Resume en dos oraciones el texto sobre la vía mística.

#### TEXTO DE REFERENCIA ####

Escritos literarios 31     La tercera vía. La vía mística

 

 

LA TERCERA VÍA. LA MÍSTICA.

 

José Díez Faixat recorre hasta el final la vía mística

 

                                              

                                                            

La filosofía de occidente viene debatiéndose entre dos esquemas: la trascendencia y la inmanencia. La trascendencia de este mundo en otra realidad: Dios; y, sin irse tan lejos, la exclusiva afirmación de lo que hay: de la realidad inmanente sin supuestos metafísicos.

 

La mística ensaya una tercera vía. Los místicos occidentales (EckhartMolinos…)  han indagado una modulación entre las dos posturas filosóficas básicas, pero para ser absorbidos a fin de cuentas por la línea de fuga de la trascendencia. Hemos de conceder que los místicos occidentales y los orientales tienen mucho en común, pero en el pensamiento oriental y, en concreto, en religiones como el brahmanismo, el budismo o el taoísmo se ha sido más sensible a una tendencia mística, que se ha resuelto en muchas ocasiones sin trascendencia personal, pero sin renunciar a algún tipo de «salvación» transpersonal, de fuerte carácter inmanente y panteísta: quedar salvado no en un Dios personal sino absorbido en el todo-divino.

#### REGISTROS PROPORCIONADOS ####

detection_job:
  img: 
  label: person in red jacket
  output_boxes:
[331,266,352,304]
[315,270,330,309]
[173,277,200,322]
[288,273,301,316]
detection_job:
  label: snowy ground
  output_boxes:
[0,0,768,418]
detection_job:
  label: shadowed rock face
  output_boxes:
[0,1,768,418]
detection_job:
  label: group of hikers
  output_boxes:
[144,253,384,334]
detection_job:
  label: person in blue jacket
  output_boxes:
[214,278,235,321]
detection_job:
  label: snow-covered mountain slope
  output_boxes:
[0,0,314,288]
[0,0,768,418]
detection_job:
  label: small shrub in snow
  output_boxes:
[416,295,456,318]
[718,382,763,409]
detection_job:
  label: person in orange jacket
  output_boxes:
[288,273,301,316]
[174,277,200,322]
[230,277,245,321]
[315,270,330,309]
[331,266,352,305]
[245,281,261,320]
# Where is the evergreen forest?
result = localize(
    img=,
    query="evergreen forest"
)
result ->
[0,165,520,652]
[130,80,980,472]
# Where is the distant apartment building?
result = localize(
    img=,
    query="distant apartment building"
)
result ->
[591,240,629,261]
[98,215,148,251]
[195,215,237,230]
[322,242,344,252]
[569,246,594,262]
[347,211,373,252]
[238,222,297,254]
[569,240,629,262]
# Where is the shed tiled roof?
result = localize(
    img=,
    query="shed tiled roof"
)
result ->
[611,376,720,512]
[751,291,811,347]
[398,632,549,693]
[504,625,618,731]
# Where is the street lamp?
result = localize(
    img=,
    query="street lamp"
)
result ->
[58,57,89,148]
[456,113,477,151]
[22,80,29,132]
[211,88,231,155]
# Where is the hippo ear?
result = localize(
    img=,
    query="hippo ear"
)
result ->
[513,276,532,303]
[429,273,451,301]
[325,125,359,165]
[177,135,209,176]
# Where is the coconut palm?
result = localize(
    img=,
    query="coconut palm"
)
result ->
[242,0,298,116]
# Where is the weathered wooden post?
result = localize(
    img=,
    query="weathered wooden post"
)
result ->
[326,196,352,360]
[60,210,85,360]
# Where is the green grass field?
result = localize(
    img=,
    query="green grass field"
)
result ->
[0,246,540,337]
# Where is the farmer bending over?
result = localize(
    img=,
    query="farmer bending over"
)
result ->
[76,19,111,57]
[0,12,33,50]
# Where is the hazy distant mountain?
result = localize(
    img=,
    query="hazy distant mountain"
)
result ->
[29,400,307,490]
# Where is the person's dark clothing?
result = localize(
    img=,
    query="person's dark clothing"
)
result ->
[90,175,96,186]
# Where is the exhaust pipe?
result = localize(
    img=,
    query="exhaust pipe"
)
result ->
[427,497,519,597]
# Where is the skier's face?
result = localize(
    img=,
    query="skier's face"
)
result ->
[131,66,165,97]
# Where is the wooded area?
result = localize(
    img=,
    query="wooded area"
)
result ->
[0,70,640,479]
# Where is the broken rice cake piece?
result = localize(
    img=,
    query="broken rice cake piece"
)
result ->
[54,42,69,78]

####

RESPUESTA:
La filosofía occidental se debate entre la trascendencia y la inmanencia, y la mística ensaya una tercera vía entre ambas posturas. Los místicos occidentales acabaron absorbidos por la trascendencia, mientras que en el pensamiento oriental, como el brahmanismo, el budismo o el taoísmo, la mística se ha resuelto a menudo sin trascendencia personal, aunque con una «salvación» transpersonal de carácter inmanente y panteísta.